_제시 과제:_ 아래 데이터 전체를 다시 쓰되, "bowl rim"를 "rim of the bowl"로 바꾸고 나머지는 모두 그대로 두시오.

_탐지 예시:_
※ ※ ※

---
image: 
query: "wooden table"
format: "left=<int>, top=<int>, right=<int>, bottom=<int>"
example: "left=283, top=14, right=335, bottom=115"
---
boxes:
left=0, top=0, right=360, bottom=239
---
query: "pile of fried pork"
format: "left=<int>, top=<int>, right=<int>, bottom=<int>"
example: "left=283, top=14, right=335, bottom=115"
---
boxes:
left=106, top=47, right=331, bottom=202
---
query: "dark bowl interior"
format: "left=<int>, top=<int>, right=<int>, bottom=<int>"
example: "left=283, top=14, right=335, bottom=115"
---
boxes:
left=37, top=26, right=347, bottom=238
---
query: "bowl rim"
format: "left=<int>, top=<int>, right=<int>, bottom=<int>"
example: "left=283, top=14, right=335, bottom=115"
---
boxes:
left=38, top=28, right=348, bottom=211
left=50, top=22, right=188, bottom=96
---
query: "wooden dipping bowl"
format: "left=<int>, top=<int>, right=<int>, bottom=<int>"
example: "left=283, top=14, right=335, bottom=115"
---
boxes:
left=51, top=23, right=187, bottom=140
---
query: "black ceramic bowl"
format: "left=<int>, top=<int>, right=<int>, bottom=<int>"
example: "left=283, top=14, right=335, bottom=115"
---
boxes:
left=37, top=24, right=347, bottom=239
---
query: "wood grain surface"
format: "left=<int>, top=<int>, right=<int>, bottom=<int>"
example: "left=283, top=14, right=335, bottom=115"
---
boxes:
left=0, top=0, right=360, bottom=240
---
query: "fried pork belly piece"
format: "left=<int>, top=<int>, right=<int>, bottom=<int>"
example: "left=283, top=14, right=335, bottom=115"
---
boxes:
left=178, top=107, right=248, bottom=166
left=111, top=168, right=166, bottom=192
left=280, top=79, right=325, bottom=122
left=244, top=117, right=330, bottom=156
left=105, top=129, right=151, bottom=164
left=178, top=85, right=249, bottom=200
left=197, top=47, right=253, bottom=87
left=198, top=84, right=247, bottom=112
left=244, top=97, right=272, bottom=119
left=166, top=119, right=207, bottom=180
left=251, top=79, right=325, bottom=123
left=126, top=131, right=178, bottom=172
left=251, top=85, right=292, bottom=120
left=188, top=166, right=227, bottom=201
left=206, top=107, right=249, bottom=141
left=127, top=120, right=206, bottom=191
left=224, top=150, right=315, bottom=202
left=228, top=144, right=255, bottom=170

※ ※ ※

_작성 답안:_
---
image: 
query: "wooden table"
format: "left=<int>, top=<int>, right=<int>, bottom=<int>"
example: "left=283, top=14, right=335, bottom=115"
---
boxes:
left=0, top=0, right=360, bottom=239
---
query: "pile of fried pork"
format: "left=<int>, top=<int>, right=<int>, bottom=<int>"
example: "left=283, top=14, right=335, bottom=115"
---
boxes:
left=106, top=47, right=331, bottom=202
---
query: "dark bowl interior"
format: "left=<int>, top=<int>, right=<int>, bottom=<int>"
example: "left=283, top=14, right=335, bottom=115"
---
boxes:
left=37, top=26, right=347, bottom=238
---
query: "rim of the bowl"
format: "left=<int>, top=<int>, right=<int>, bottom=<int>"
example: "left=283, top=14, right=335, bottom=115"
---
boxes:
left=38, top=28, right=348, bottom=211
left=50, top=22, right=188, bottom=96
---
query: "wooden dipping bowl"
format: "left=<int>, top=<int>, right=<int>, bottom=<int>"
example: "left=283, top=14, right=335, bottom=115"
---
boxes:
left=51, top=23, right=187, bottom=140
---
query: "black ceramic bowl"
format: "left=<int>, top=<int>, right=<int>, bottom=<int>"
example: "left=283, top=14, right=335, bottom=115"
---
boxes:
left=37, top=24, right=347, bottom=239
---
query: "wood grain surface"
format: "left=<int>, top=<int>, right=<int>, bottom=<int>"
example: "left=283, top=14, right=335, bottom=115"
---
boxes:
left=0, top=0, right=360, bottom=240
---
query: "fried pork belly piece"
format: "left=<int>, top=<int>, right=<int>, bottom=<int>"
example: "left=283, top=14, right=335, bottom=115"
---
boxes:
left=178, top=107, right=248, bottom=166
left=111, top=168, right=166, bottom=192
left=280, top=79, right=325, bottom=122
left=244, top=117, right=330, bottom=156
left=105, top=129, right=151, bottom=164
left=178, top=85, right=249, bottom=200
left=197, top=47, right=253, bottom=87
left=198, top=84, right=247, bottom=112
left=244, top=97, right=272, bottom=119
left=166, top=119, right=207, bottom=180
left=251, top=79, right=325, bottom=123
left=126, top=131, right=178, bottom=172
left=251, top=85, right=292, bottom=120
left=188, top=166, right=227, bottom=201
left=206, top=107, right=249, bottom=141
left=127, top=120, right=206, bottom=191
left=224, top=150, right=315, bottom=202
left=228, top=144, right=255, bottom=170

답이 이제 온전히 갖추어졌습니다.